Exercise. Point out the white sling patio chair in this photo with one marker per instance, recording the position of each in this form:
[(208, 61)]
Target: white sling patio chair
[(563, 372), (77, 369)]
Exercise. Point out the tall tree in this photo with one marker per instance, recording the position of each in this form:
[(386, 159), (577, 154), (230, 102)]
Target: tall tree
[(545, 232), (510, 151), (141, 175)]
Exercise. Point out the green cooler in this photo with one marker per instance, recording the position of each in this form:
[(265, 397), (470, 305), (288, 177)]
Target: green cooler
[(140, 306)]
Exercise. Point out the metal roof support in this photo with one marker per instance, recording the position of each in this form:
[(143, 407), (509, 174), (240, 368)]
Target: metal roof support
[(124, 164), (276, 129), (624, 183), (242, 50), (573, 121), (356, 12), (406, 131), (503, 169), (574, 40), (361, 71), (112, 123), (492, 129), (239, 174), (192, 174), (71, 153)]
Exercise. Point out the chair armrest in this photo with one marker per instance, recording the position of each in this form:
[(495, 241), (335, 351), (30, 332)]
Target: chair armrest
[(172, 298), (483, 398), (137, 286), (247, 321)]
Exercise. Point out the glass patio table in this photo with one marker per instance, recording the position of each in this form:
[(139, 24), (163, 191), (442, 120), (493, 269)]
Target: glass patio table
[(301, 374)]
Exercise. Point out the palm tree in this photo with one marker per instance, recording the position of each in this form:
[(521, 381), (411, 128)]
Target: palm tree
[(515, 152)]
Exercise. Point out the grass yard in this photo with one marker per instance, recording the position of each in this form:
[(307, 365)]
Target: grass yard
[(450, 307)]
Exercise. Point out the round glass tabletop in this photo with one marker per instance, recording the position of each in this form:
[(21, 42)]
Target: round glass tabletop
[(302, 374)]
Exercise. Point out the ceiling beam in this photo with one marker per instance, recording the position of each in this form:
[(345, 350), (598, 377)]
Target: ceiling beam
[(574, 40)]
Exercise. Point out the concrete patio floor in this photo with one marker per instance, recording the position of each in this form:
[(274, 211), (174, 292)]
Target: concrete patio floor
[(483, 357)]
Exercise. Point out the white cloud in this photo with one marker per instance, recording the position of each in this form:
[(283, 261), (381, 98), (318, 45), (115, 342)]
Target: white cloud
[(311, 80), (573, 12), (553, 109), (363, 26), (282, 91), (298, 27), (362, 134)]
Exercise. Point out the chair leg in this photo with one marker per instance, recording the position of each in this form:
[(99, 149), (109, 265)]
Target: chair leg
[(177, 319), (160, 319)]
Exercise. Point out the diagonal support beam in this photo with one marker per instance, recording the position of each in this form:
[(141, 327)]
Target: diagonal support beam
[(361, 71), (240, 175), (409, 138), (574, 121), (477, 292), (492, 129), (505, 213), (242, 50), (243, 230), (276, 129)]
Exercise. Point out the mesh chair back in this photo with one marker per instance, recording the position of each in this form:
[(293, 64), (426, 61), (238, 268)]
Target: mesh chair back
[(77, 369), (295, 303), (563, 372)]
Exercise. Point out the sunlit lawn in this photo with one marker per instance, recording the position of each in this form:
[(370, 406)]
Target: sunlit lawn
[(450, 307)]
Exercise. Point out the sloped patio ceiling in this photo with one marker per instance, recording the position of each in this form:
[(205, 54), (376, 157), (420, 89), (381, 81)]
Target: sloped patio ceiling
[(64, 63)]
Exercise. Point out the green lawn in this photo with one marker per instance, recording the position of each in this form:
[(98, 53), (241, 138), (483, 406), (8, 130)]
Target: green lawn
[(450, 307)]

__________

_WHAT TO WORK ON_.
Reprint every line of the data above with no changes to any character.

_COMPLETE ANSWER_.
Exercise. Point out the white sling patio chair in this photo with one marker per instance, recording the position of each in this form:
[(208, 61)]
Target: white sling patio chair
[(563, 372), (77, 369)]
Exercise. Point out the tall tree in this photo with one marker per instance, recording the position of each in this form:
[(386, 159), (577, 154), (230, 102)]
Target: tall tree
[(545, 232), (510, 151), (141, 175)]
Exercise. Point out the green cooler in this photo with one marker per instance, recording the position of each in this form:
[(265, 397), (470, 305), (288, 177)]
Target: green cooler
[(140, 306)]
Exercise. Point out the metal roof support in this photo with one marker per instance, recording the position of each in this form:
[(143, 407), (509, 174), (240, 368)]
Target: metal roof support
[(124, 164), (276, 129), (624, 183), (242, 50), (573, 121), (356, 12), (406, 131), (503, 169), (574, 40), (361, 71), (112, 123), (492, 129), (239, 174), (192, 174), (71, 153)]
Exercise. Point out the chair armrest in this photo with one marker per instance, recording the position of each in this form:
[(495, 241), (335, 351), (30, 332)]
Target: chair armrest
[(172, 298), (483, 398), (137, 286), (247, 321)]
Exercise. Point out the glass patio table in this photo with one marker per instance, recording the position of each in this form:
[(139, 24), (163, 191), (442, 120), (493, 269)]
Target: glass patio table
[(301, 374)]
Exercise. Point out the palm tree in this photo with one marker per instance, recording the position of each in this form:
[(521, 381), (411, 128)]
Target: palm tree
[(515, 152)]
Exercise. Point out the grass yard in this photo with one marker per instance, recording the position of each in this form:
[(307, 365)]
Target: grass yard
[(450, 307)]
Exercise. Point out the round glass tabletop in this photo with one marker per instance, recording the position of each in this form:
[(21, 42)]
Target: round glass tabletop
[(302, 374)]
Exercise. Point out the ceiling beam in this photo with one marker per instance, recording the position of each in this form:
[(345, 350), (598, 377)]
Target: ceiling beam
[(574, 40)]
Exercise. Point out the concrete patio floor in this photo with one marker per instance, recording the position of each in this form:
[(274, 211), (174, 292)]
Target: concrete patio floor
[(483, 357)]
Exercise. Point out the white cloud in this photo with one marker per instance, recording the position of each in this form:
[(283, 261), (381, 98), (318, 45), (115, 342)]
Target: white cloud
[(311, 80), (573, 12), (553, 109), (363, 26), (282, 91), (298, 27), (362, 134)]
Exercise. Point out the chair leg in this photo with one marker per instance, recording the position of each in this form:
[(99, 149), (109, 265)]
Target: chair leg
[(177, 319), (160, 319)]
Exercise. Point out the diagonal support beam in this photo with one marker per instance, recording the position of each in this form:
[(141, 327)]
Target: diagonal support beam
[(361, 71), (240, 175), (409, 138), (574, 121), (477, 292), (492, 129), (505, 213), (242, 50), (243, 230), (276, 129)]
Exercise. Point out the mesh chair back in this photo with one marker per instance, recording the position of each in this form:
[(293, 64), (426, 61), (238, 268)]
Target: mesh chair back
[(77, 369), (295, 303), (563, 372)]
Exercise. Point out the sunlit lawn in this photo with one marker per instance, recording the position of each in this form:
[(370, 406)]
Target: sunlit lawn
[(450, 307)]
Exercise. Point out the sloped patio ceiling in this photo with one marker per instance, recording the position of each in this form:
[(205, 54), (376, 157), (420, 89), (381, 81)]
Target: sloped patio ceiling
[(64, 63)]
Exercise. Point out the green lawn in this photo with one marker per instance, recording the position of each in this form:
[(98, 53), (241, 138), (483, 406), (8, 130)]
Target: green lawn
[(450, 307)]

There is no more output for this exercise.